I have learned from many years dealing with clients, that as we develop a relationship, our motives and the outcome we are pursing become beneficial for each of us.  It is from wisdom and experience that I will develop the plans that the outcome being pursued will become a reality.

I encourage clients to set retirement goals that, when reached, will be sufficient for not only retiring but remaining retired for many years.  There is usually much more included in a plan  of  retirement than just income.  Other things to consider are:  spouse, family, the possibility of needing long-term care, and unforeseen needs.  These are only a few of the items to be included in a workable retirement plan.

It would be nice if each person could just adopt a plan that fits someone else and the goals they have.  Unfortunately, that does not always work because each of us have different goals and needs.

Have a great day!


December 15, 2015

John Maxwell Leadership Bible:  (Proverbs 15:1-7)

God rightly expects leaders to manage conflict within their organizations.  But how can you best accomplish this?

A good place to start is Proverbs 15:1–yet while we often quote this verse, we seldom practice it.  Sometimes only the leaders are given  liberty to express anger; and sooner or later this kind of unhealthy environment comes back to haunt them.  Leaders must create safe places for communication.  Master communication and  you manage conflict.  Look at the first seven verses of Proverbs 15 and not its counsel about managing conflict:

  1.  Remain calm and gentle when confronting conflict, and your example will become contagious (v.1).
  2. Speak  wisely, making sure your information is  truthful and accurate (v.2).
  3. Remember, God is the  ultimate judge and will execute justice (v.3.)
  4. Use your words to  foster healing; fix the problem, not the  blame (v.4).
  5. Stay teachable; be open to correction and quick to apologize when wrong (v.5).
  6. Add value to everyone who contacts you, even when you disagree (v.6).
  7. Speak words that spread knowledge and understanding (v.7).


I have found from experience when  dealing with clients on retirement planning that communication is the most important in the process.  Remaining calm when a conflict arises is contagious and improves the relationship  with my clients.  Being truthful and  accurate is necessary  at all times and circumstances.

Data excerpts>
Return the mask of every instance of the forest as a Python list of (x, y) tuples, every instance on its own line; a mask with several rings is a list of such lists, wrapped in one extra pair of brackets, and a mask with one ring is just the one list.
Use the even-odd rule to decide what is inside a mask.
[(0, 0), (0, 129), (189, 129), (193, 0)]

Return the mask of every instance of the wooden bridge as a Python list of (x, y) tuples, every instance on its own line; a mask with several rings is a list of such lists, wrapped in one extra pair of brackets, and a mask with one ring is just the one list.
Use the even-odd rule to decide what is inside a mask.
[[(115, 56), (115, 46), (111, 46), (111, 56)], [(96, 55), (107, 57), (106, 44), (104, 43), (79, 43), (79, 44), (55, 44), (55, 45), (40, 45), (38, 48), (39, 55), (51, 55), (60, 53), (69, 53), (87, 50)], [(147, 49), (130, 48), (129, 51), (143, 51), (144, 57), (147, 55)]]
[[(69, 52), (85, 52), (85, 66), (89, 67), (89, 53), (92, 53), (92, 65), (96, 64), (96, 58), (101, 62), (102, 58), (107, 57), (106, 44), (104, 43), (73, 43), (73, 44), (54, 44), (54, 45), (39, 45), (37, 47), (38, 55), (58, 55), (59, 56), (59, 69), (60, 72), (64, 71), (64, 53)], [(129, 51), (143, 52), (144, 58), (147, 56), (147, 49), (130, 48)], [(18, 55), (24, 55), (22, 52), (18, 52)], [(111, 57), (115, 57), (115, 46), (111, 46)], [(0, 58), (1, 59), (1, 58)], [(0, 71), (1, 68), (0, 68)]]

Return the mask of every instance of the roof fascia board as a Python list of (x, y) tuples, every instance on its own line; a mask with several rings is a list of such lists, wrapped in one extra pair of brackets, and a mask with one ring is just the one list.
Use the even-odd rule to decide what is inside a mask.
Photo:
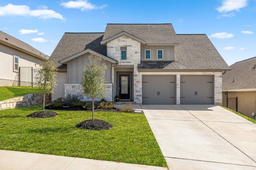
[(222, 71), (224, 71), (225, 70), (230, 70), (231, 69), (164, 69), (164, 68), (160, 68), (160, 69), (155, 69), (155, 68), (148, 68), (148, 69), (143, 69), (143, 68), (138, 68), (138, 70), (139, 72), (222, 72)]
[(18, 46), (16, 46), (16, 45), (14, 45), (12, 44), (11, 44), (10, 43), (9, 43), (8, 42), (6, 42), (5, 41), (2, 41), (1, 39), (0, 39), (0, 43), (2, 43), (2, 44), (4, 44), (4, 45), (6, 45), (8, 47), (11, 47), (15, 49), (20, 50), (21, 51), (22, 51), (25, 53), (26, 53), (27, 54), (28, 54), (30, 55), (32, 55), (34, 57), (36, 57), (37, 58), (38, 58), (40, 59), (41, 59), (43, 60), (45, 60), (45, 59), (48, 60), (48, 59), (49, 59), (49, 57), (48, 56), (48, 55), (46, 55), (45, 56), (41, 56), (40, 55), (37, 55), (33, 53), (31, 53), (30, 51), (28, 51), (22, 48), (19, 47)]
[(158, 45), (158, 46), (164, 46), (164, 45), (177, 45), (180, 44), (179, 43), (172, 43), (172, 44), (147, 44), (146, 45)]
[(256, 92), (256, 88), (248, 88), (246, 89), (233, 89), (233, 90), (222, 90), (222, 92)]
[(117, 34), (116, 34), (114, 36), (112, 36), (111, 37), (110, 37), (108, 38), (107, 38), (103, 41), (102, 41), (100, 42), (100, 44), (101, 45), (104, 45), (106, 44), (108, 42), (110, 41), (113, 40), (114, 39), (118, 38), (119, 37), (121, 37), (122, 35), (125, 35), (127, 37), (129, 37), (129, 38), (131, 38), (132, 39), (133, 39), (134, 40), (137, 41), (141, 43), (142, 43), (144, 44), (146, 44), (147, 42), (141, 39), (138, 38), (137, 37), (135, 37), (134, 35), (132, 35), (131, 34), (129, 34), (129, 33), (127, 33), (125, 31), (122, 31), (120, 33), (118, 33)]
[(80, 56), (81, 55), (83, 55), (84, 54), (86, 54), (87, 53), (89, 53), (93, 54), (93, 55), (99, 57), (102, 59), (106, 60), (107, 61), (109, 61), (112, 63), (116, 63), (117, 62), (117, 61), (114, 60), (114, 59), (112, 59), (110, 58), (109, 58), (108, 57), (105, 56), (104, 55), (102, 55), (102, 54), (100, 54), (99, 53), (92, 51), (90, 49), (88, 49), (61, 60), (60, 61), (60, 64), (66, 64), (68, 61), (70, 61), (71, 60), (75, 59), (76, 58)]

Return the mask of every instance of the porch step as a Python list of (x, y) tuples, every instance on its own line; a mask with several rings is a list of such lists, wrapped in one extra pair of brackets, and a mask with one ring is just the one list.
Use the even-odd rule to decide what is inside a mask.
[(128, 103), (130, 103), (132, 104), (136, 104), (136, 102), (134, 102), (133, 101), (119, 101), (119, 102), (115, 102), (116, 104), (126, 104)]

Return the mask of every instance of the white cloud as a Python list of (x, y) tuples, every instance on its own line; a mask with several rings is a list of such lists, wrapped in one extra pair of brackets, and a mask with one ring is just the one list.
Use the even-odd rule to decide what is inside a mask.
[(97, 6), (94, 4), (88, 2), (87, 0), (71, 0), (67, 2), (62, 2), (60, 4), (60, 5), (68, 8), (80, 9), (82, 11), (86, 10), (102, 9), (106, 6), (106, 5), (103, 5), (100, 6)]
[(253, 34), (254, 33), (253, 32), (250, 31), (242, 31), (241, 32), (243, 33), (247, 34)]
[(20, 34), (30, 34), (31, 33), (36, 33), (38, 32), (38, 31), (37, 29), (35, 29), (34, 30), (33, 29), (21, 29), (20, 31), (19, 31), (19, 32), (20, 33)]
[(19, 16), (38, 17), (39, 19), (54, 18), (65, 20), (59, 13), (47, 8), (46, 6), (40, 6), (38, 9), (31, 10), (26, 5), (15, 5), (9, 4), (4, 6), (0, 6), (0, 16)]
[(247, 6), (249, 0), (222, 0), (222, 5), (217, 8), (219, 12), (226, 12), (236, 10), (239, 11), (242, 8)]
[(44, 39), (43, 38), (35, 38), (31, 39), (33, 41), (38, 42), (38, 43), (45, 43), (48, 41), (46, 39)]
[(213, 38), (217, 38), (219, 39), (224, 39), (225, 38), (230, 38), (234, 37), (234, 35), (232, 34), (229, 34), (225, 32), (222, 33), (217, 33), (215, 34), (211, 35), (209, 37)]
[(221, 15), (222, 17), (230, 18), (233, 17), (234, 16), (235, 16), (235, 13), (234, 13), (234, 12), (231, 12), (231, 13), (229, 14), (224, 14)]
[(232, 50), (235, 49), (236, 48), (234, 47), (226, 47), (224, 48), (224, 49), (226, 50)]

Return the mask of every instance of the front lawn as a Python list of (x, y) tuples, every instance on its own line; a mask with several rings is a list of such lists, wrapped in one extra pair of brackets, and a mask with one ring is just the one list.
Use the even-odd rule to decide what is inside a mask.
[(96, 112), (108, 130), (78, 129), (92, 113), (56, 111), (56, 117), (26, 117), (37, 106), (0, 111), (0, 149), (167, 167), (143, 114)]
[(0, 101), (30, 93), (40, 93), (42, 90), (31, 87), (0, 86)]

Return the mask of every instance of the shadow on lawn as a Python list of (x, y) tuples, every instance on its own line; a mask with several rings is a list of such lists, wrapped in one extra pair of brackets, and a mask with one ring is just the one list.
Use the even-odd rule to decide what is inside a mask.
[(66, 133), (70, 131), (70, 129), (68, 128), (52, 128), (50, 127), (45, 127), (40, 129), (30, 129), (28, 131), (34, 133)]

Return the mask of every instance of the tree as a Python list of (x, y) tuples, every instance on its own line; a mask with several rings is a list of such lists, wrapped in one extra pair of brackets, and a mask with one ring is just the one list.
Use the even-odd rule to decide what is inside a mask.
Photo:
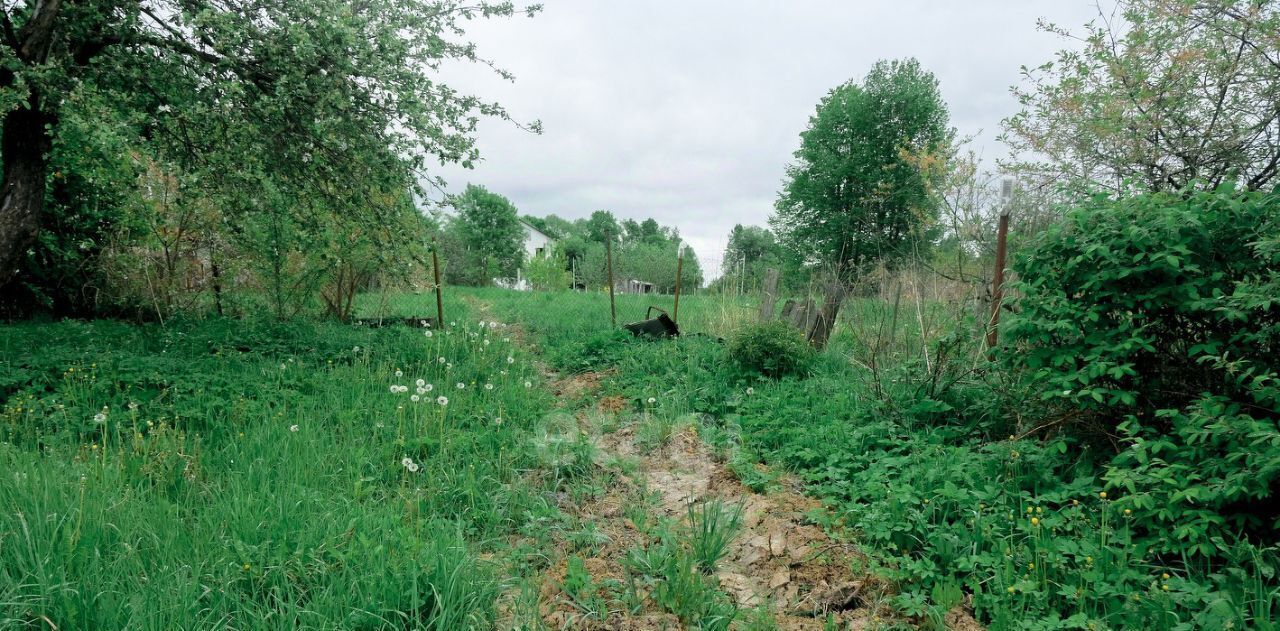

Stated problem>
In the text on retirement planning, what does the writer name as most important in the process of planning retirement with clients? The records bear no relation to the text on retirement planning.

Answer to the problem>
Communication.